(Data lines)
>> start
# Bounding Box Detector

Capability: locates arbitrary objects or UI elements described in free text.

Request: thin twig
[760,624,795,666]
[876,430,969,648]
>> end
- What is needed:
Present each non-blank line of the listing above as a row of a Markdown table with the columns "Row" and "Line".

- Exercise result:
| Row | Line |
|---|---|
| 1 | # Bounding Box Detector |
| 2 | Capability: locates arbitrary objects or UI elements described in free text. |
| 3 | Request: thin twig |
| 4 | [760,624,795,666] |
| 5 | [876,430,969,648] |